Reading text>

Causes terminal to die every time


How reproducible:
TMOUT=1; read; echo $?
or 
TMOUT=1; read; echo $?; sleep 5
Comment 1 Christian Persch (GNOME) 2012-04-08 11:05:47 EDT
Not a bug; read the docs for TMOUT. You probably want to remove the extra ';' before 'read'.
Comment 2 Bill Gradwohl 2012-04-08 12:33:45 EDT
Lets back up for a second.

Anything that causes a terminal to die is a bug by definition. Nothing I do should be able to abend the terminal application. The terminal disappearing is the problem, not the way I managed to get it to happen, quite by accident.

As far as changing the code goes, that shouldn't matter to the Gnome Terminal application. It's the terminal that has the problem, not the read or the TMOUT for the read.

Notice that I provided two ways to cause the failure. The second version waits till the completion of the sleep to fail. So, in my example, the read is already long gone by time the terminal fails. The sleep is the last thing executed, and the failure is delayed by the sleep interval. sleep has no interest in TMOUT.

Supplied entries>
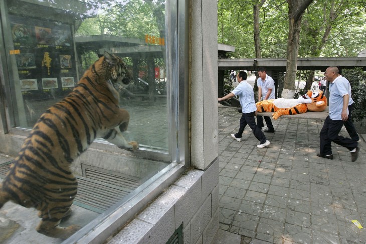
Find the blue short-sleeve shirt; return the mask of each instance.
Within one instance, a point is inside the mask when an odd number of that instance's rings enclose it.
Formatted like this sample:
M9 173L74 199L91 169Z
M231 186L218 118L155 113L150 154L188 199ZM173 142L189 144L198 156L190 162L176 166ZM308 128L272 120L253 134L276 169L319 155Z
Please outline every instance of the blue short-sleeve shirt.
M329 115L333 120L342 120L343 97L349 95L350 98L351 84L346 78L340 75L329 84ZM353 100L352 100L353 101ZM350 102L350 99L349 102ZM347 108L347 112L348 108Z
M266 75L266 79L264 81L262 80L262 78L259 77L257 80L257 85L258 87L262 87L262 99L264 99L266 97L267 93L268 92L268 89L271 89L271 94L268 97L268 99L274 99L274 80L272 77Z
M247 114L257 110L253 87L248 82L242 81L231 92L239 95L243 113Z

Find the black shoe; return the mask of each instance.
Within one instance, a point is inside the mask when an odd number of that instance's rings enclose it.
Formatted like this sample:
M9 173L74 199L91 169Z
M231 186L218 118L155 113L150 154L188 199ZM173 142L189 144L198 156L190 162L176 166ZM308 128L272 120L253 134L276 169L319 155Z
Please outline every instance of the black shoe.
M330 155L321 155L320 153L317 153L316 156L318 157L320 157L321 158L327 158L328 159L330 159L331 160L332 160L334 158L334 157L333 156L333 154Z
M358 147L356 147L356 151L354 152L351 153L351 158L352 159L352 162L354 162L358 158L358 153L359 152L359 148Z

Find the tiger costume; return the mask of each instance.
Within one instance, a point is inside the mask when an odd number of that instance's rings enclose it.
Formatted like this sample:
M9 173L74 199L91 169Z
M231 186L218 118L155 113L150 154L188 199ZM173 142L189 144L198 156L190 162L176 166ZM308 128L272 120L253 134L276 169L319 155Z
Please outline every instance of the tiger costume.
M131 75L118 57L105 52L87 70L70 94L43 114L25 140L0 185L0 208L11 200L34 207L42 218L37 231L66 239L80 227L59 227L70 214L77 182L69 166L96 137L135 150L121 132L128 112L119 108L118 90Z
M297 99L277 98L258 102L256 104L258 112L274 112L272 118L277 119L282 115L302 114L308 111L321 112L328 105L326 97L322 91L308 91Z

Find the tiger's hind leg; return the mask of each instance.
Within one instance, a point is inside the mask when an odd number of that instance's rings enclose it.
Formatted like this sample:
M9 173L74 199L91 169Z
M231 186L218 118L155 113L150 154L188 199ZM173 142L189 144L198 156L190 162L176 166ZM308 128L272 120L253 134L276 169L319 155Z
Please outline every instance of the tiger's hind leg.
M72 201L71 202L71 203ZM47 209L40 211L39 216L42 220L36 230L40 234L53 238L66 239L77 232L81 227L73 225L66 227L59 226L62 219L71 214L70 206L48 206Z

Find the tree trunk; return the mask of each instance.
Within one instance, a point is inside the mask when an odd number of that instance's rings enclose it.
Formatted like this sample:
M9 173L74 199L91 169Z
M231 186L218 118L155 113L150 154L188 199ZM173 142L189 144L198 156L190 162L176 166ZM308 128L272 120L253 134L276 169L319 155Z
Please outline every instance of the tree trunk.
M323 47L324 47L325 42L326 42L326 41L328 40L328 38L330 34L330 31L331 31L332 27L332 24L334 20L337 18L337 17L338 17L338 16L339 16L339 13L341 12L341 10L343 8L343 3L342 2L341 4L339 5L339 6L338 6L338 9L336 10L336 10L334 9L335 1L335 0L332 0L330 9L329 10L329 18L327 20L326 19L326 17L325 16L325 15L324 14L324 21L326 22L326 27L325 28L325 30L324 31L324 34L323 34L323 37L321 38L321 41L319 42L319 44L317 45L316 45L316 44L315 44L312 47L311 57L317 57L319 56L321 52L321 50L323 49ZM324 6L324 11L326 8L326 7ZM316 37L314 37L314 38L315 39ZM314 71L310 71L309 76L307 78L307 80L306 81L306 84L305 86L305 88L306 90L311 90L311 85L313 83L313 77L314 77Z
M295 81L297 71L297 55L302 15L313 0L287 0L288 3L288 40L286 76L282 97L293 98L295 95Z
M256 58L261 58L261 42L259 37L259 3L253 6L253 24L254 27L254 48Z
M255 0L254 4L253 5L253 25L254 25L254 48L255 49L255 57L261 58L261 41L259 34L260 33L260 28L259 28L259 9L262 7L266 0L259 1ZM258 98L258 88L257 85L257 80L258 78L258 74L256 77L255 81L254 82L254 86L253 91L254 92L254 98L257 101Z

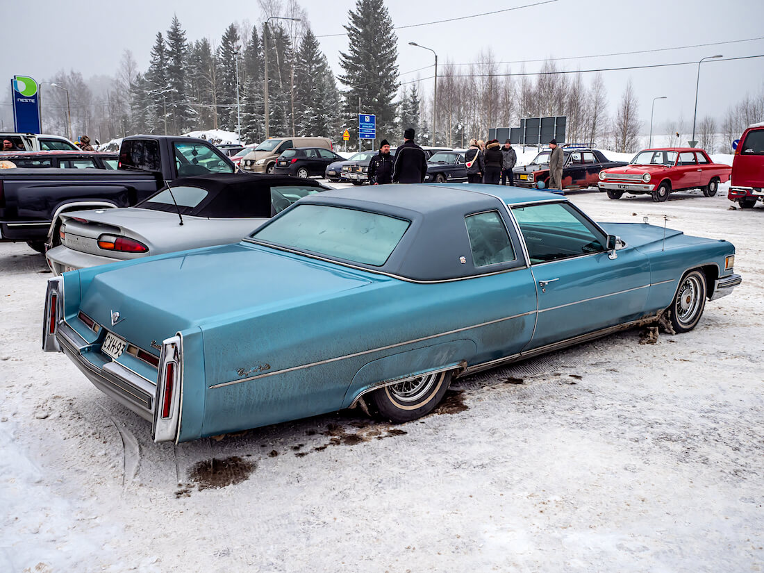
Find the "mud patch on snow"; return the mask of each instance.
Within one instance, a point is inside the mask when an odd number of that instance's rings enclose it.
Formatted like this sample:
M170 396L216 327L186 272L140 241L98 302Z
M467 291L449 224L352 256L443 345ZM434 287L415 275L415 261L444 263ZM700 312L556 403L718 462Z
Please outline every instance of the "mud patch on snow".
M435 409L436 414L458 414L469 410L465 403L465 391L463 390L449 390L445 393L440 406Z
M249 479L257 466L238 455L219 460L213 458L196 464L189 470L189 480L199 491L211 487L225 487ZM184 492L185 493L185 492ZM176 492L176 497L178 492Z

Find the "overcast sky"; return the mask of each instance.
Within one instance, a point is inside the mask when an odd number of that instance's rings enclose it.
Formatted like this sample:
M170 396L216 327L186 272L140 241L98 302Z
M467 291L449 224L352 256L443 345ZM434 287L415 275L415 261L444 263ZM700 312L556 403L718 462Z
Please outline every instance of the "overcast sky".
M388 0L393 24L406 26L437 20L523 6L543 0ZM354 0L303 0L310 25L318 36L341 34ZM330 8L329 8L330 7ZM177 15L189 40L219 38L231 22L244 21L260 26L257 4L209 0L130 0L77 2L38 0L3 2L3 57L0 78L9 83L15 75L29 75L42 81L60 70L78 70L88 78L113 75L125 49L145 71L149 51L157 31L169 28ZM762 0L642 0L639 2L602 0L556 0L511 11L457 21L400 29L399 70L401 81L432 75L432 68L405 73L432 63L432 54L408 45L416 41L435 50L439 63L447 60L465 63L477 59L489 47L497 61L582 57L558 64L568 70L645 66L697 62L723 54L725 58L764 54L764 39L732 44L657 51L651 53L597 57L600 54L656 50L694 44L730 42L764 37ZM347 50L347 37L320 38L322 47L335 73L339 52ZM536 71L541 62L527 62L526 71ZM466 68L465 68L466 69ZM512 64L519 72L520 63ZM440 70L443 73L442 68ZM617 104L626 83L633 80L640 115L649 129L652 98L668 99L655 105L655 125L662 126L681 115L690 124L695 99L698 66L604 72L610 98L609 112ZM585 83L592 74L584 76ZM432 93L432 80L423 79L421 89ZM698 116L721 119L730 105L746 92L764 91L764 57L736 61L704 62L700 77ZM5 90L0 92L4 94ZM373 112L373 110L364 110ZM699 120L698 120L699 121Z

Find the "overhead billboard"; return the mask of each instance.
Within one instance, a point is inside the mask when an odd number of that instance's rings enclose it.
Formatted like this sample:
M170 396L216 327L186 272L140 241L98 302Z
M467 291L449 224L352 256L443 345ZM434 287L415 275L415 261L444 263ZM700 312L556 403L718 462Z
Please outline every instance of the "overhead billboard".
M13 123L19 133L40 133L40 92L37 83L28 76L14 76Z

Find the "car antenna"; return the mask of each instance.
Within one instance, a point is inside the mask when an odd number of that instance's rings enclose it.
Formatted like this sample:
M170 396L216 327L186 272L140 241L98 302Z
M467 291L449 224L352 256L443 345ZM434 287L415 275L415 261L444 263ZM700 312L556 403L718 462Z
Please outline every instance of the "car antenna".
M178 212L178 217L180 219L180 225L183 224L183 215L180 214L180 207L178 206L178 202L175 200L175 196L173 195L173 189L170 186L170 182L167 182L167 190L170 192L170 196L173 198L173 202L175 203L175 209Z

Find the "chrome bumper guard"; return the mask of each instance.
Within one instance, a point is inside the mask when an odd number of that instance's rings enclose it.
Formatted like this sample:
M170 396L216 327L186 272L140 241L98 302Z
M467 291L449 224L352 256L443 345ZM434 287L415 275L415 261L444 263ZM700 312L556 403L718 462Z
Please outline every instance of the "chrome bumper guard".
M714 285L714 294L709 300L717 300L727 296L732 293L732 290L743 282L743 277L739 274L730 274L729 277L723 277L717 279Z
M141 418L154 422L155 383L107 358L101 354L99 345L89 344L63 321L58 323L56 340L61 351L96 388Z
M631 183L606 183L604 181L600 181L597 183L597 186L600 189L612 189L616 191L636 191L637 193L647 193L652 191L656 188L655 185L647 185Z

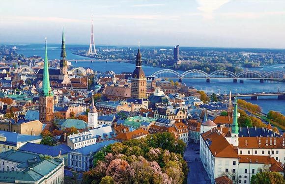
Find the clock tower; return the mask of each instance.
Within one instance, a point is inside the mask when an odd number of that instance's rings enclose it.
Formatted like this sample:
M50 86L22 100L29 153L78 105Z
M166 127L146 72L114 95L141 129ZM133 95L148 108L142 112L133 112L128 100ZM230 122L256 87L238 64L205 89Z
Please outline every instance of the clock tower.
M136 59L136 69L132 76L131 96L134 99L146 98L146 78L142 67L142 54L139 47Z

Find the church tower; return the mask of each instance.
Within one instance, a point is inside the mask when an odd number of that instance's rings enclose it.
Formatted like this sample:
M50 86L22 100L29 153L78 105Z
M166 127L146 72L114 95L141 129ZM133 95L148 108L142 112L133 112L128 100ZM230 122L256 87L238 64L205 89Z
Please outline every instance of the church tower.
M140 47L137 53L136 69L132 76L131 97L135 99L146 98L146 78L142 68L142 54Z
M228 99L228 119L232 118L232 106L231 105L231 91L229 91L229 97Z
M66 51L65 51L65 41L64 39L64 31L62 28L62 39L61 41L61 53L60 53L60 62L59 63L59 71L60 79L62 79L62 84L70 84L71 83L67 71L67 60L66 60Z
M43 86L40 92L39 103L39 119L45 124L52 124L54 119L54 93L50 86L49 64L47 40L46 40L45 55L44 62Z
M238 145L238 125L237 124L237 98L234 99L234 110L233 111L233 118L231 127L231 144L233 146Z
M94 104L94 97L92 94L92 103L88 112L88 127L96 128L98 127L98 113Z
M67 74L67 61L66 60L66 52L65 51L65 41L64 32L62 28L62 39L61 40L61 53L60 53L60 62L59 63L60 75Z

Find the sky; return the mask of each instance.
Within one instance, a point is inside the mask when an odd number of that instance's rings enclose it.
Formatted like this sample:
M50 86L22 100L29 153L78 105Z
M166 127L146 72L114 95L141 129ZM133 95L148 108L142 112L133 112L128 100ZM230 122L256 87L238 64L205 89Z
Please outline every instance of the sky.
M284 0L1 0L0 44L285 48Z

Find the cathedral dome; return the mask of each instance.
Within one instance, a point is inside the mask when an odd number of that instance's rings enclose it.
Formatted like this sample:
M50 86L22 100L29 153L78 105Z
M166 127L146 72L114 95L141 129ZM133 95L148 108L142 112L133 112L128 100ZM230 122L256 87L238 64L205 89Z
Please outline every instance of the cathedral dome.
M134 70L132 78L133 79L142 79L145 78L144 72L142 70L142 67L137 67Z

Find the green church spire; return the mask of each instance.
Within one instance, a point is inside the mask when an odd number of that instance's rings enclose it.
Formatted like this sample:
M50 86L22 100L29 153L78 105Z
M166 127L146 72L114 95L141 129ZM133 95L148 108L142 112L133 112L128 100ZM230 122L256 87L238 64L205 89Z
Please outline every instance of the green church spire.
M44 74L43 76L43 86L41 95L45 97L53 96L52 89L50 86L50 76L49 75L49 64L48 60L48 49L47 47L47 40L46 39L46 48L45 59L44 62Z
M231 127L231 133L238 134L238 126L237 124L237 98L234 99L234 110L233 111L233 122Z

Exercise instructions>
• A. Extract from the terminal bug thread the stretch from "Causes terminal to" through "for a second.".
• B. Answer these questions from the terminal bug thread:
(i) Which variable does Christian Persch say to read the documentation for?
(ii) Which character does he suggest removing before 'read'?
(iii) According to Bill Gradwohl, what is the last thing executed in the second version?
The items have no connection to the terminal bug thread.

Solutions to each task>
• A.
Causes terminal to die every time


How reproducible:
TMOUT=1; read; echo $?
or 
TMOUT=1; read; echo $?; sleep 5
Comment 1 Christian Persch (GNOME) 2012-04-08 11:05:47 EDT
Not a bug; read the docs for TMOUT. You probably want to remove the extra ';' before 'read'.
Comment 2 Bill Gradwohl 2012-04-08 12:33:45 EDT
Lets back up for a second.

• B.
(i) TMOUT
(ii) The extra ';'
(iii) The sleep